- **WHAT IS REQUIRED**:
Filter the lines below, keeping every one that contains the word "stool", and copy each of them out in full.

>> START MATERIAL FOR THIS EXERCISE

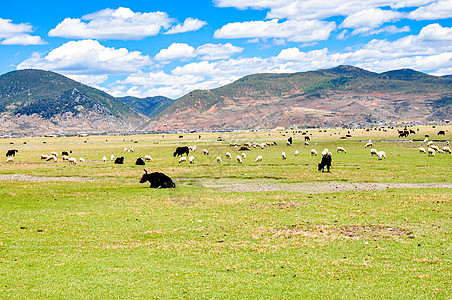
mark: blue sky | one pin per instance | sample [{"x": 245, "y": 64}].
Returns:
[{"x": 169, "y": 48}]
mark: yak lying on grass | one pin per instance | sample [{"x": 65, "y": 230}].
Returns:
[
  {"x": 158, "y": 180},
  {"x": 180, "y": 151},
  {"x": 326, "y": 162},
  {"x": 11, "y": 152}
]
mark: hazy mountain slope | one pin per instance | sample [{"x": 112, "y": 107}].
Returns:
[
  {"x": 328, "y": 97},
  {"x": 44, "y": 100}
]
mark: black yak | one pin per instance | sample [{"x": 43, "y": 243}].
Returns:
[
  {"x": 158, "y": 180},
  {"x": 181, "y": 151},
  {"x": 119, "y": 160},
  {"x": 326, "y": 162},
  {"x": 140, "y": 162},
  {"x": 11, "y": 152}
]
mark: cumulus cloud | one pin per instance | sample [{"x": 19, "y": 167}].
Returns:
[
  {"x": 181, "y": 51},
  {"x": 441, "y": 9},
  {"x": 370, "y": 18},
  {"x": 217, "y": 51},
  {"x": 87, "y": 57},
  {"x": 17, "y": 34},
  {"x": 117, "y": 24},
  {"x": 189, "y": 24},
  {"x": 176, "y": 51},
  {"x": 430, "y": 50},
  {"x": 295, "y": 31},
  {"x": 317, "y": 10}
]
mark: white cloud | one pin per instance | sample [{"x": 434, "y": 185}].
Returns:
[
  {"x": 295, "y": 31},
  {"x": 88, "y": 57},
  {"x": 118, "y": 24},
  {"x": 441, "y": 9},
  {"x": 176, "y": 51},
  {"x": 217, "y": 51},
  {"x": 317, "y": 10},
  {"x": 189, "y": 24},
  {"x": 370, "y": 18},
  {"x": 181, "y": 51},
  {"x": 17, "y": 34}
]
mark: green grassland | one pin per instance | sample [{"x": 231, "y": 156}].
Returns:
[{"x": 101, "y": 234}]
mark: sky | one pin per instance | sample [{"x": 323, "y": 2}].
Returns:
[{"x": 169, "y": 48}]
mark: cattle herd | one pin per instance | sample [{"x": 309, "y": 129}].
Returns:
[{"x": 160, "y": 180}]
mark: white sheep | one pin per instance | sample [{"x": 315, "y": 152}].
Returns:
[
  {"x": 52, "y": 157},
  {"x": 381, "y": 154},
  {"x": 434, "y": 147},
  {"x": 341, "y": 149}
]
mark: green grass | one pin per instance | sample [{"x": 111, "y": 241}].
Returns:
[{"x": 116, "y": 238}]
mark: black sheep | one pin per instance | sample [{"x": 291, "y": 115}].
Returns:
[
  {"x": 140, "y": 162},
  {"x": 181, "y": 151},
  {"x": 326, "y": 162},
  {"x": 158, "y": 180},
  {"x": 119, "y": 160}
]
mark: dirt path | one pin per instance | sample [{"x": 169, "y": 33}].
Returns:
[
  {"x": 256, "y": 185},
  {"x": 42, "y": 178}
]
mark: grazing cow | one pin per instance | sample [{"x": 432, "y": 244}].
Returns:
[
  {"x": 326, "y": 162},
  {"x": 11, "y": 152},
  {"x": 119, "y": 160},
  {"x": 140, "y": 162},
  {"x": 157, "y": 180},
  {"x": 181, "y": 151}
]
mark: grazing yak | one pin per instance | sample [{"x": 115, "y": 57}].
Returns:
[
  {"x": 11, "y": 152},
  {"x": 181, "y": 151},
  {"x": 119, "y": 160},
  {"x": 326, "y": 162},
  {"x": 157, "y": 180},
  {"x": 140, "y": 162}
]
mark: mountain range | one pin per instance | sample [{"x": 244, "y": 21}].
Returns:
[{"x": 36, "y": 101}]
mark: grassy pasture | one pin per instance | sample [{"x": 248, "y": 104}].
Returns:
[{"x": 101, "y": 234}]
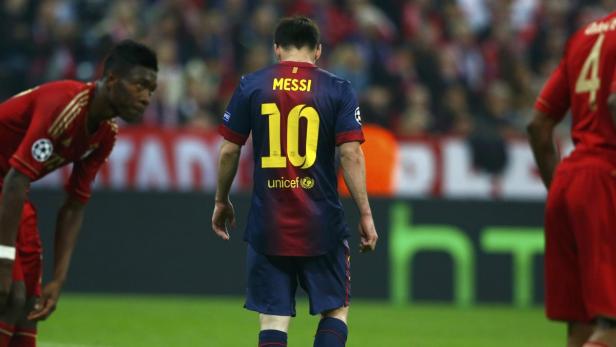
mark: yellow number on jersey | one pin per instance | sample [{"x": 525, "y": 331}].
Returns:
[
  {"x": 588, "y": 81},
  {"x": 275, "y": 158}
]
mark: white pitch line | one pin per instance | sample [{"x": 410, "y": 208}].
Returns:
[{"x": 59, "y": 344}]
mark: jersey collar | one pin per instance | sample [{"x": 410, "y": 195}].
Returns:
[{"x": 296, "y": 63}]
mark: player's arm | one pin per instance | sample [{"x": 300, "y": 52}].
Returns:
[
  {"x": 611, "y": 103},
  {"x": 540, "y": 134},
  {"x": 224, "y": 214},
  {"x": 68, "y": 224},
  {"x": 235, "y": 130},
  {"x": 14, "y": 191},
  {"x": 354, "y": 171},
  {"x": 550, "y": 108},
  {"x": 69, "y": 221}
]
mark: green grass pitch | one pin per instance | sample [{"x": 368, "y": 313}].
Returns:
[{"x": 136, "y": 321}]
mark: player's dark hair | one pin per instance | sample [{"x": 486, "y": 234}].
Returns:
[
  {"x": 128, "y": 54},
  {"x": 297, "y": 31}
]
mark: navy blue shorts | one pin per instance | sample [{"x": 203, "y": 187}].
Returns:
[{"x": 272, "y": 281}]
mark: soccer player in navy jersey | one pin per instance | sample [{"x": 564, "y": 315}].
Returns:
[{"x": 297, "y": 114}]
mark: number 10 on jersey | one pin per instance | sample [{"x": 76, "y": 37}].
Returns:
[{"x": 275, "y": 159}]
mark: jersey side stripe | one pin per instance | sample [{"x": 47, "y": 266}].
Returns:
[{"x": 67, "y": 109}]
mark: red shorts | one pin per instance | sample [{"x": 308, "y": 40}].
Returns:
[
  {"x": 580, "y": 256},
  {"x": 28, "y": 258}
]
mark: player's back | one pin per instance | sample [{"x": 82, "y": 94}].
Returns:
[
  {"x": 298, "y": 113},
  {"x": 590, "y": 72},
  {"x": 43, "y": 128}
]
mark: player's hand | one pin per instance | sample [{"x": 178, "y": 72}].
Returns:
[
  {"x": 222, "y": 218},
  {"x": 367, "y": 234},
  {"x": 47, "y": 302},
  {"x": 6, "y": 281}
]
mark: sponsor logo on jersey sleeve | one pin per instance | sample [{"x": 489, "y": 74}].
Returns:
[{"x": 42, "y": 149}]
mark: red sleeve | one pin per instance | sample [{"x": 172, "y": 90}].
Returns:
[
  {"x": 84, "y": 171},
  {"x": 37, "y": 145},
  {"x": 554, "y": 99},
  {"x": 613, "y": 85}
]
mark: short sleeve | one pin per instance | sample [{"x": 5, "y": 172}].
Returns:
[
  {"x": 84, "y": 171},
  {"x": 235, "y": 125},
  {"x": 37, "y": 146},
  {"x": 348, "y": 119},
  {"x": 554, "y": 98}
]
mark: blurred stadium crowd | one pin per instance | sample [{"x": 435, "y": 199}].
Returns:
[{"x": 419, "y": 66}]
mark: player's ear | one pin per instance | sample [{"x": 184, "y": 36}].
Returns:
[
  {"x": 277, "y": 51},
  {"x": 111, "y": 79}
]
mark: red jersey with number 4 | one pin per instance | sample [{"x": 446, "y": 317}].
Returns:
[
  {"x": 583, "y": 82},
  {"x": 44, "y": 128}
]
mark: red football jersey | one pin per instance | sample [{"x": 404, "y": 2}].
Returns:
[
  {"x": 582, "y": 82},
  {"x": 45, "y": 128}
]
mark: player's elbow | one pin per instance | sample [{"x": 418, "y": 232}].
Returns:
[
  {"x": 16, "y": 181},
  {"x": 540, "y": 124},
  {"x": 611, "y": 104},
  {"x": 351, "y": 151}
]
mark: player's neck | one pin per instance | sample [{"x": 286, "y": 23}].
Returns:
[
  {"x": 298, "y": 59},
  {"x": 302, "y": 55}
]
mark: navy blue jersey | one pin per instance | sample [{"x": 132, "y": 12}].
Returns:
[{"x": 297, "y": 114}]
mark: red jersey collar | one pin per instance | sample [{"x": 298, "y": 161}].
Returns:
[{"x": 296, "y": 63}]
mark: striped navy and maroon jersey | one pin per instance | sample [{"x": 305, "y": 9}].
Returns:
[{"x": 297, "y": 114}]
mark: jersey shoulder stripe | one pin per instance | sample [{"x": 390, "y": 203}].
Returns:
[{"x": 68, "y": 114}]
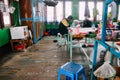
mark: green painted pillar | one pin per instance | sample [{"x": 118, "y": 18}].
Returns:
[
  {"x": 75, "y": 9},
  {"x": 16, "y": 13}
]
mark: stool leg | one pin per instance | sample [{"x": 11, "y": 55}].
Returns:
[{"x": 59, "y": 75}]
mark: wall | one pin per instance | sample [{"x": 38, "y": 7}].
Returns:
[{"x": 4, "y": 36}]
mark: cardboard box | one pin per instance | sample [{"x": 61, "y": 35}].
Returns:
[{"x": 20, "y": 32}]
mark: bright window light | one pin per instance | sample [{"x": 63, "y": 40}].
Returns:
[
  {"x": 81, "y": 10},
  {"x": 68, "y": 8},
  {"x": 50, "y": 14},
  {"x": 59, "y": 11}
]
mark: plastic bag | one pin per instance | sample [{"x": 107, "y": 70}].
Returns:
[{"x": 105, "y": 71}]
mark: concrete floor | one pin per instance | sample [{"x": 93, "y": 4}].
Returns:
[{"x": 40, "y": 62}]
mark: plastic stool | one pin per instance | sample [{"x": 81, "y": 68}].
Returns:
[{"x": 72, "y": 71}]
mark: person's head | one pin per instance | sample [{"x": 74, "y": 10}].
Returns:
[{"x": 70, "y": 18}]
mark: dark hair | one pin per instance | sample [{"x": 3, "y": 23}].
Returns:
[{"x": 70, "y": 17}]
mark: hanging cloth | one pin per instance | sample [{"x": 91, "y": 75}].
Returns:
[
  {"x": 113, "y": 9},
  {"x": 87, "y": 11}
]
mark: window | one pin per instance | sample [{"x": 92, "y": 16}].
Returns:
[
  {"x": 50, "y": 14},
  {"x": 119, "y": 13},
  {"x": 100, "y": 10},
  {"x": 59, "y": 11},
  {"x": 81, "y": 10},
  {"x": 68, "y": 8},
  {"x": 90, "y": 6},
  {"x": 6, "y": 15}
]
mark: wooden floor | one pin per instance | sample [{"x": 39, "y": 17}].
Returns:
[{"x": 41, "y": 61}]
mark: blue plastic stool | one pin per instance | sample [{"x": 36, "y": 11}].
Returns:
[{"x": 72, "y": 71}]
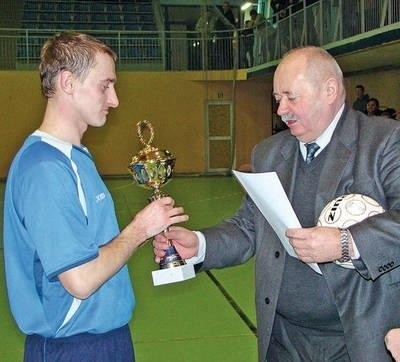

>> END MATERIAL FOR THIS EXERCISE

- **ANSWER BELOW**:
mark: stool leg | one pin per instance | sample [{"x": 11, "y": 55}].
mark: plastic stool | one pin per instance | sample [{"x": 81, "y": 68}].
mark: blue plastic stool | one pin per instance | sample [{"x": 36, "y": 11}].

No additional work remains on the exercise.